● **Requirement 1**: In the account of the churning of the ocean of Milk, who took the gem named Kaustubha?
● **Requirement 2**: Pick up the account of the churning of the ocean of Milk after its last sentence and carry it forward.

● **Quoted passage**:
───
Thereupon, she stood in front of Devas. On the direction given by Parameṣṭhin (Brahmā) Devas joyously accepted her. In view of the fact that they accepted Surā, they became glorified by the appellation Sura.

70. When the churning proceeded ahead, Pārijāta, the great tree, appeared in front of them rendering the region around fragrant by means of its sweet smell.

71. The intelligent groups of celestial damsels, of excessively beautiful forms, O divine sage, appeared in front of them, captivatṃg the minds of all people.

72. Then the moon of cool rays rose up. Maheśvara took it up. The different kinds of poison rose up. The species of Nāgas accepted them.

73. Then the gem named Kaustubha came up. Janārdana took it. Thereafter, the great medicinal herb named Vijayā (Hemp), that caused intoxication through the smell of its leaves, was born. Bhairava accepted it.

74. Then, dressed in divine robes lord Dhanvantari, himself stood up holding a pot filled with Nectar in his hand.

75. Then, O storehouse of austerities, Devas, Daityas and sages all round became delighted and contented.

76. Then, from that great ocean of Milk, goddess Śrī, the bestower of boons, came up holding a lotus in her hand and seated in a full blown lotus.

77. Then with a contented heart, all sages eulogised the great goddess Śrī by means of Śrīsūkta[6]. The Gandharvas sang well.

78. All the groups of celestial damsels, the leader of whom was Viśvācī, danced. The Gaṅgā and other sacred rivers approached her for the purpose of her bath.

79. Taking up the water kept in a sacrificial vessel (gold vessel in N.) the eight elephants (supporters) of the quarters bathed goddess Śrī occupying the lotus.

80. The ocean of Milk in an embodied form gave her a lotus garland. The excellent and valuable Tulasī that was born then identified itself with Hari.

81. Viśvakarmā bequeathed her all divine ornaments. Wearing ḍivine garlands and robes and adorned with divine ornaments, Ramā proceeded towards the region of the chest of Viṣṇu even as all were watching her.
───
● **Supplied records**:
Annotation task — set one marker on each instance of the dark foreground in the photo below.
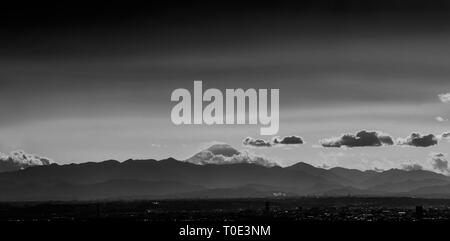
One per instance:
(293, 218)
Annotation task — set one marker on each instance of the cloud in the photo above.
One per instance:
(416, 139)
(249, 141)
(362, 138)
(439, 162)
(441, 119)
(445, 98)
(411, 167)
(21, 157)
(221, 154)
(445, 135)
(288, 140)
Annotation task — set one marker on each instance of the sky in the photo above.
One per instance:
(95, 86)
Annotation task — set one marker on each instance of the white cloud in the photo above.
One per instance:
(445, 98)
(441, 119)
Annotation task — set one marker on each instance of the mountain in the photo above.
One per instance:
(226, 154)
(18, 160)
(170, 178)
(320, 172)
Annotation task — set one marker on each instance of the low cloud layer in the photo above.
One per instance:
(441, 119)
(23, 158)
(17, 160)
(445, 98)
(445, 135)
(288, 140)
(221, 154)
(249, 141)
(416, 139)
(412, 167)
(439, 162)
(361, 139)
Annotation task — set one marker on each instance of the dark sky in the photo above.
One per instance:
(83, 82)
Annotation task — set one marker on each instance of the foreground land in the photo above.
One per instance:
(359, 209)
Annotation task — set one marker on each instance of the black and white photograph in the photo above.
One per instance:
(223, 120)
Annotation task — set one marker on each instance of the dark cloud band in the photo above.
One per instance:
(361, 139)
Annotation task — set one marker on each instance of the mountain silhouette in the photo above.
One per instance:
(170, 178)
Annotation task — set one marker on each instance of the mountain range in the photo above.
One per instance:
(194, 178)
───
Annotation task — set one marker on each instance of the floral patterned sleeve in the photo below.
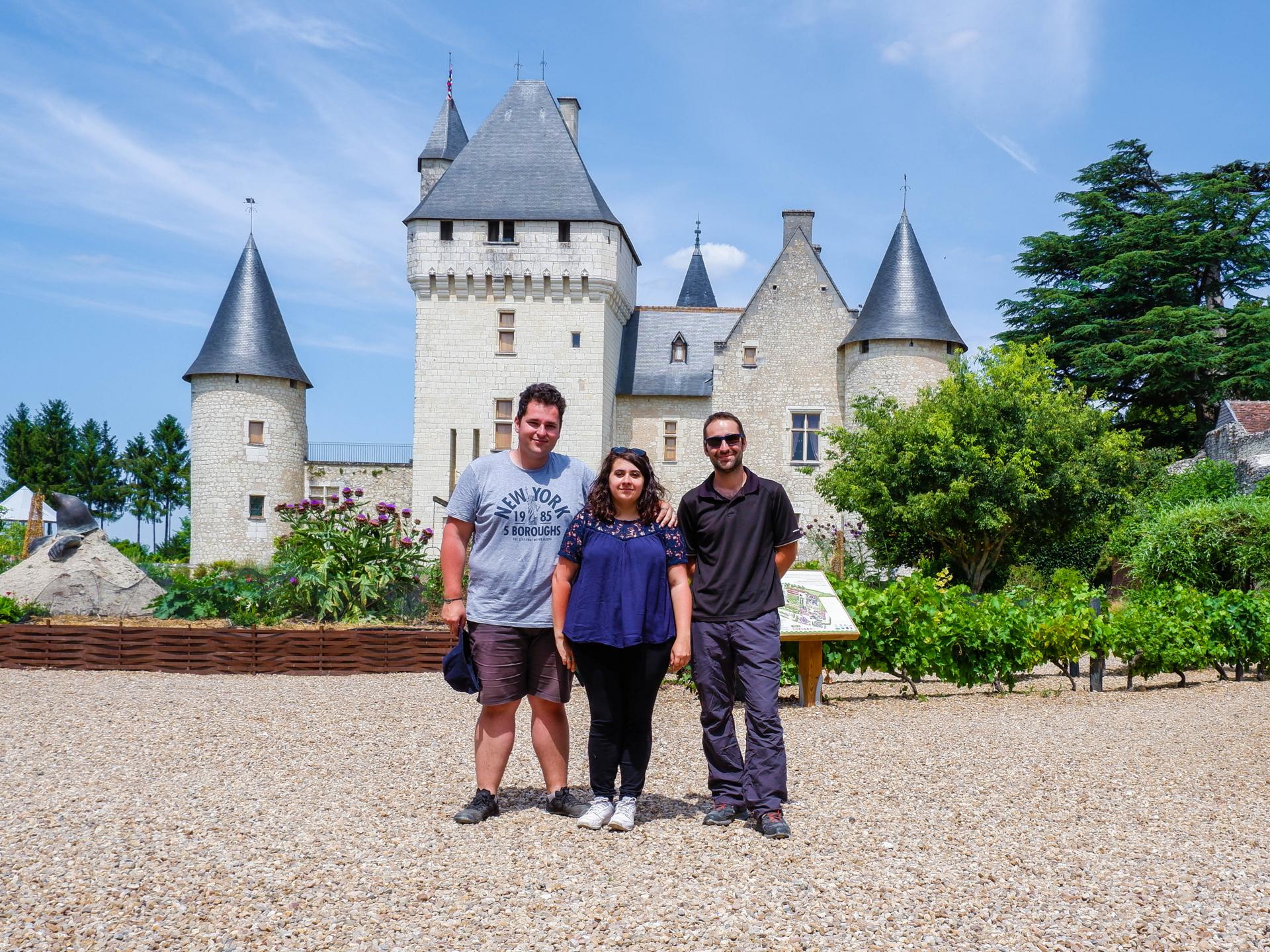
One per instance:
───
● **Answer area 1**: Janārdana took it.

● **Answer area 2**:
82. Tulasī was held by Viṣṇu of great potentiality. Goddess Lakṣmī with the region of the chest of Viṣṇu as her abode, the great goddess of all the worlds, looked at the Devas with eyes as if melting with compassion.[7]

Footnotes and references:


The story of Indra killing his preceptor Triśiras or Viśvajit on the suspicion of his complicity with Daityas and the consequent pursuit by Brahma-hatyā (the sin of Brāhmaṇa murder) and Lord Nārāyaṇa’s division of Indra’s sin of Brahmahatyā among women, trees and the earth is found in Mbh. Udyoga 9-3-4; Śānti 342.32-34 and 41 and Udyoga 9.43 southern recension and other Purāṇas.


Our text reads ‘tato’—But N. reads suto ‘a son’. Smṛtaḥ in V. 3a in our text and suto in N. means both. The texts presume that Danu is the name of a man and Kaśyapa was his father. Mbh. Ādi 65.12 clearly states that Danu was the daughter of Dakṣa and she was given in marriage to Kāśyapa. That is Kāśyapa was the husband and not the father of Danu. Other Purāṇas endorse Mbh. If Smṛtaḥ in V. 3a is emended as Smṛtā the verse means: ‘A beautiful girl remembered by the name Danu was born to Diti and Kāśyapa.


Viśvarūpa had three heads and was hence called Triśiras.


The story of churning the milk-ocean for nectar appears in Mbh. Ādi. 18, VR 1.45, Bh. P. VIII 6, 7 and other Purāṇas all affirming pro-sura role of Viṣṇu. This Purāṇa is no exception as can be seen from VV. 49-54. The episode reflects against the greatness of Viṣṇu.


A popular etymology: A-sura (Non-wine-imbibers). Originally it is derived from ^as—‘to throw’—who threw out gods. But in Vedic it is used with Varuṇa and as an adj. it means ‘divine’, ‘Supreme Spirit’ (MW 121-1). The A-sura is a later formation come to be supported by such Purāṇa episodes as in VV. 66-69.


A supplementary (khila) Sūkta after RV. IV. iv. 34.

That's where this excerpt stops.